The form and function of microbat teeth differ as a result of the various diets these bats can have. Teeth are primarily designed to break down food; therefore, the shape of the teeth correlate to specific feeding behaviors. In comparison to megabats which feed only on fruit and nectar, microbats illustrate a range of diets and have been classified as insectivores, carnivores, sanguinivores, frugivores, and nectarivores. Differences seen between the size and function of the canines and molars among microbats in these groups vary as a result of this.

The diverse diets of microbats reflect having dentition, or cheek teeth, that display a morphology derived from dilambdodont teeth, which are characterized by a W-shaped ectoloph, or stylar shelf. A W-shaped dilambdodont upper molar includes a metacone and paracone, which are located at the bottom of the “W”; while the rest of the “W” is formed by crests that run from the metacone and paracone to the cusps of the stylar self.

Microbats display differences between the size and shape of their canines and molars, in addition to having distinctive variations among their skull features that contribute to their ability to feed effectively. Frugivorous microbats have small stylar shelf areas, short molariform rows, and wide palates and faces. In addition to having wide faces, frugivorous microbats have short skulls, which place the teeth closer to the fulcrum of the jaw lever, allowing an increase in jaw strength. Frugivorous microbats also possess a different pattern on their molars compared to carnivorous, insectivorous, nectarivorous, and sanguinivorous microbats. In contrast, insectivorous microbats are characterized by having larger, but fewer teeth, long canines, and shortened third upper molars; while carnivorous microbats have large upper molars. Generally, microbats that are insectivores, carnivores, and frugivores have large teeth and small palates; however, the opposite is true for microbats that are nectarivores. Though differences exist between the palate and teeth sizes of microbats, the proportion of the sizes of these two structures are maintained among microbats of various sizes.

== Echolocation ==

Echolocation is the process where an animal produces a sound of certain wavelength, and then listens to and compares the reflected echoes to the original sound emitted. Bats use echolocation to form images of their surrounding environment and the organisms that inhabit it by eliciting ultrasonic waves via their larynx. The difference between the ultrasonic waves produced by the bat and what the bat hears provides the bat with information about its environment. Echolocation aids the bat in not only detecting prey, but also in orientation during flight.

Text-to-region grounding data
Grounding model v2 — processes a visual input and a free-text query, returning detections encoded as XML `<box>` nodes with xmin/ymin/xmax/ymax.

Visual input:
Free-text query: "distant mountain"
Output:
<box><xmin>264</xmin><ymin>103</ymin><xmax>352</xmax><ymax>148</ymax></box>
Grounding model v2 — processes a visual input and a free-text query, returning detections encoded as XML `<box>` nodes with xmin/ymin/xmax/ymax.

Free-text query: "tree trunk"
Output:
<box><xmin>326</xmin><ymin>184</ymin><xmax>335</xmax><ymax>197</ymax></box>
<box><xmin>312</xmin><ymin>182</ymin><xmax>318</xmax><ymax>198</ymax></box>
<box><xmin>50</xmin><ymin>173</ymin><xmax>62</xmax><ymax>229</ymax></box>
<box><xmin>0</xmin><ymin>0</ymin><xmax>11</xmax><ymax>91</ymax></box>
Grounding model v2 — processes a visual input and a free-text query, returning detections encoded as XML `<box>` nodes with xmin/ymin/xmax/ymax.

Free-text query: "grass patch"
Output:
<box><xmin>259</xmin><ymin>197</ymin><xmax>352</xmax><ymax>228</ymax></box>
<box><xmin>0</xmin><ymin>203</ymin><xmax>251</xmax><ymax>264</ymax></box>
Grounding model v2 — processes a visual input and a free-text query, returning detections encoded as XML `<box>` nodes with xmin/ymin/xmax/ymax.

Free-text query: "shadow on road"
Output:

**PROBLEM DESCRIPTION**
Return the full text above on microbat teeth and echolocation, word for word.

**RESULT**
The form and function of microbat teeth differ as a result of the various diets these bats can have. Teeth are primarily designed to break down food; therefore, the shape of the teeth correlate to specific feeding behaviors. In comparison to megabats which feed only on fruit and nectar, microbats illustrate a range of diets and have been classified as insectivores, carnivores, sanguinivores, frugivores, and nectarivores. Differences seen between the size and function of the canines and molars among microbats in these groups vary as a result of this.

The diverse diets of microbats reflect having dentition, or cheek teeth, that display a morphology derived from dilambdodont teeth, which are characterized by a W-shaped ectoloph, or stylar shelf. A W-shaped dilambdodont upper molar includes a metacone and paracone, which are located at the bottom of the “W”; while the rest of the “W” is formed by crests that run from the metacone and paracone to the cusps of the stylar self.

Microbats display differences between the size and shape of their canines and molars, in addition to having distinctive variations among their skull features that contribute to their ability to feed effectively. Frugivorous microbats have small stylar shelf areas, short molariform rows, and wide palates and faces. In addition to having wide faces, frugivorous microbats have short skulls, which place the teeth closer to the fulcrum of the jaw lever, allowing an increase in jaw strength. Frugivorous microbats also possess a different pattern on their molars compared to carnivorous, insectivorous, nectarivorous, and sanguinivorous microbats. In contrast, insectivorous microbats are characterized by having larger, but fewer teeth, long canines, and shortened third upper molars; while carnivorous microbats have large upper molars. Generally, microbats that are insectivores, carnivores, and frugivores have large teeth and small palates; however, the opposite is true for microbats that are nectarivores. Though differences exist between the palate and teeth sizes of microbats, the proportion of the sizes of these two structures are maintained among microbats of various sizes.

== Echolocation ==

Echolocation is the process where an animal produces a sound of certain wavelength, and then listens to and compares the reflected echoes to the original sound emitted. Bats use echolocation to form images of their surrounding environment and the organisms that inhabit it by eliciting ultrasonic waves via their larynx. The difference between the ultrasonic waves produced by the bat and what the bat hears provides the bat with information about its environment. Echolocation aids the bat in not only detecting prey, but also in orientation during flight.